Task requirements: Only the text is wanted; write out each record below exactly and exclude all pictures.

Data for the task:
● ● ● ● ●

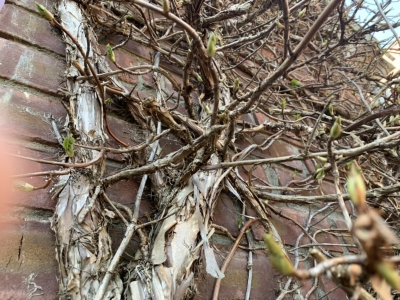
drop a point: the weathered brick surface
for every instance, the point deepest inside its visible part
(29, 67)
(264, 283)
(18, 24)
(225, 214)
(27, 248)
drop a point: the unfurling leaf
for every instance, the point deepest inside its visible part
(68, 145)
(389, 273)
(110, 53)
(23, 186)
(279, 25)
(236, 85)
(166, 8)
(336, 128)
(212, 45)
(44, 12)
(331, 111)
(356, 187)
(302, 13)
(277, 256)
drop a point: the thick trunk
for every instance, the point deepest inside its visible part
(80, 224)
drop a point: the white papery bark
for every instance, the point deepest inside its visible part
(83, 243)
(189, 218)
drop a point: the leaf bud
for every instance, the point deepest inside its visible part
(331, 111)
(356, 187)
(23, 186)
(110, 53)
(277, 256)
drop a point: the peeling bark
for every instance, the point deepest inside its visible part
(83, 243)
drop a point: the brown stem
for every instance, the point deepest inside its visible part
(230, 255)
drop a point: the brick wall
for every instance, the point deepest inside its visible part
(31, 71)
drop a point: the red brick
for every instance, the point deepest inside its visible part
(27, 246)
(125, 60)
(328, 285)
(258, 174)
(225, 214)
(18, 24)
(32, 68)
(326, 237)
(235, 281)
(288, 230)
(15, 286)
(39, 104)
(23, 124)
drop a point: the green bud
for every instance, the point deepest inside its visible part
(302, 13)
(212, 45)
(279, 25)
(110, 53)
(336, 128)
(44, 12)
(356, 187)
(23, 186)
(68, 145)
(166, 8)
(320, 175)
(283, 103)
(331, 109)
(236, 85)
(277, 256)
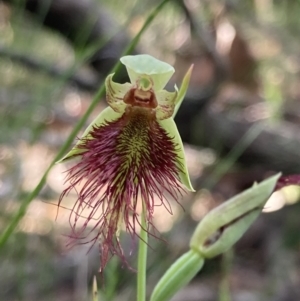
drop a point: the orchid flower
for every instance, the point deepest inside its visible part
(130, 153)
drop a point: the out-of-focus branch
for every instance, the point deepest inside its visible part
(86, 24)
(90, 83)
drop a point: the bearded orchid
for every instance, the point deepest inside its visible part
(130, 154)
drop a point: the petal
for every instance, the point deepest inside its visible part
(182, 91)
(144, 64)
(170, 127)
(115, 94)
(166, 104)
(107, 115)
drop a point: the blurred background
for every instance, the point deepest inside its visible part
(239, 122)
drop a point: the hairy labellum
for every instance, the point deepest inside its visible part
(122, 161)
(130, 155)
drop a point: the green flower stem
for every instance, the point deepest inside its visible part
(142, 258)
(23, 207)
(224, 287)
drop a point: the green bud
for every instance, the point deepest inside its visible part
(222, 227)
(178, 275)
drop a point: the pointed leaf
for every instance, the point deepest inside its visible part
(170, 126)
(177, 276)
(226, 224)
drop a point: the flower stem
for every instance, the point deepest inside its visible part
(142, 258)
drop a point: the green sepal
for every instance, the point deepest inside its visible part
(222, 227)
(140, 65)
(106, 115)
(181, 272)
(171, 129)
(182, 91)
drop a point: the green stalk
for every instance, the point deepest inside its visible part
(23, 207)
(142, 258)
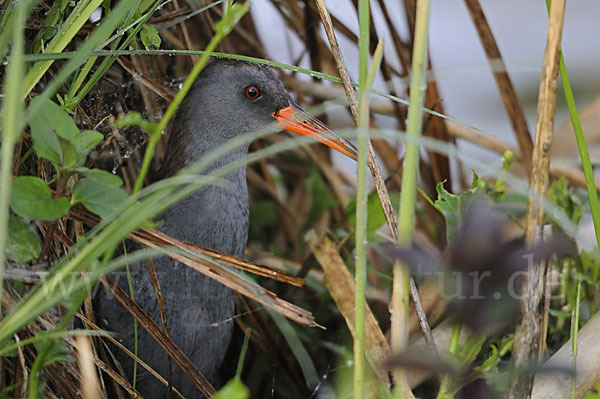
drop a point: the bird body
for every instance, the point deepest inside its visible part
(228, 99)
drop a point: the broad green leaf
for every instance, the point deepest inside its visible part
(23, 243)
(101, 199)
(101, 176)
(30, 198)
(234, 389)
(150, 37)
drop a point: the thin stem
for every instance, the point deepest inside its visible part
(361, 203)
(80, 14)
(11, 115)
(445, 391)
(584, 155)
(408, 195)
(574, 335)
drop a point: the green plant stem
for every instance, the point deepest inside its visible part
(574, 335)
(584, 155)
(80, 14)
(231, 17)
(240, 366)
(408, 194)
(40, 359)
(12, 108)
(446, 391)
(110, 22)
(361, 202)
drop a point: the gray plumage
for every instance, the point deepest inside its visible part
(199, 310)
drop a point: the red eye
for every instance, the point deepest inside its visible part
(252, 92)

● ● ● ● ●

Solution below:
drop a point: the weathered brick surface
for every instance, the point deepest inside its visible part
(29, 67)
(264, 283)
(18, 24)
(225, 214)
(27, 248)
drop a point: the unfurling leaf
for every instance, the point deepest inside its visible part
(68, 145)
(389, 273)
(110, 53)
(23, 186)
(279, 25)
(236, 85)
(166, 8)
(336, 128)
(212, 45)
(44, 12)
(331, 111)
(356, 187)
(302, 13)
(277, 256)
drop a point: the thick trunk
for every instance, the point deepest inside its visible part
(80, 224)
drop a point: the white papery bark
for every instance, the point deepest inside its visible part
(83, 243)
(189, 218)
drop a point: the leaf bud
for every instance, the point deepest inside its visible part
(331, 111)
(356, 187)
(23, 186)
(110, 53)
(277, 256)
drop a point: the peeling bark
for every instance, the point deepest inside its visible part
(83, 243)
drop a point: the brown stem
for every instance, the point deepest inside its visible part
(230, 255)
drop a point: the brick wall
for every instance, the point deepest inside its visible part
(31, 71)
drop a point: the red brick
for every instance, the point deepest inside its visible part
(27, 246)
(125, 60)
(328, 285)
(258, 174)
(225, 214)
(18, 24)
(32, 68)
(326, 237)
(235, 281)
(288, 230)
(15, 286)
(39, 104)
(23, 124)
drop a point: the green bud
for every instance, the point deepest inside its visible part
(302, 13)
(212, 45)
(279, 25)
(110, 53)
(336, 128)
(44, 12)
(356, 187)
(23, 186)
(68, 145)
(166, 8)
(320, 175)
(283, 103)
(331, 109)
(236, 85)
(277, 256)
drop a point: the orchid flower
for every instance, the point deepest inside its visible part
(130, 153)
drop a point: the out-of-focus branch
for every instance, the point deepest inside its visible part
(86, 24)
(90, 83)
drop a point: the bearded orchid
for every instance, the point deepest inside its visible part
(130, 154)
drop a point: the petal
for every instance, the point deepest inside its visible part
(182, 91)
(144, 64)
(170, 127)
(115, 94)
(166, 104)
(107, 115)
drop a point: the blurred background
for every instance, the point deepest inside its visible part
(239, 122)
drop a point: the hairy labellum
for every instance, the point deepest inside its visible part
(122, 161)
(130, 155)
drop a point: the green flower stem
for every instance, the point deepest inside its visible part
(142, 258)
(23, 207)
(224, 287)
drop a point: the green bud
for every instance, the point deepest inside its visible part
(222, 227)
(178, 275)
drop a point: the pointed leaf
for every instance, the point deepest inside its visible part
(170, 126)
(177, 276)
(226, 224)
drop a point: the flower stem
for every instance, the point deepest inside its visible part
(142, 258)
drop a point: the green sepal
for every instance, the point deepest inside its visible part
(222, 227)
(140, 65)
(106, 115)
(181, 272)
(171, 129)
(182, 91)
drop a point: the green stalk
for every instance, the point deepest inside its visible part
(23, 207)
(142, 258)
drop a point: the bird body
for every instance, the point deepest inside its visible part
(228, 99)
drop a point: the broad green leaf
for every instance, the point deepest inside its visible part
(23, 243)
(101, 199)
(101, 176)
(30, 198)
(234, 389)
(150, 37)
drop a point: the thin stem
for every instance, the point deepest inside its visible part
(361, 203)
(80, 14)
(11, 115)
(445, 391)
(584, 155)
(408, 195)
(574, 335)
drop a point: the green plant stem
for every instance, the point deepest inside its visible part
(574, 335)
(584, 155)
(80, 14)
(231, 17)
(240, 366)
(408, 194)
(40, 359)
(12, 108)
(446, 391)
(110, 22)
(361, 202)
drop a point: the gray plumage
for every instance, the point deepest inside its visible part
(199, 310)
drop a point: the red eye
for every instance, the point deepest inside its visible part
(252, 92)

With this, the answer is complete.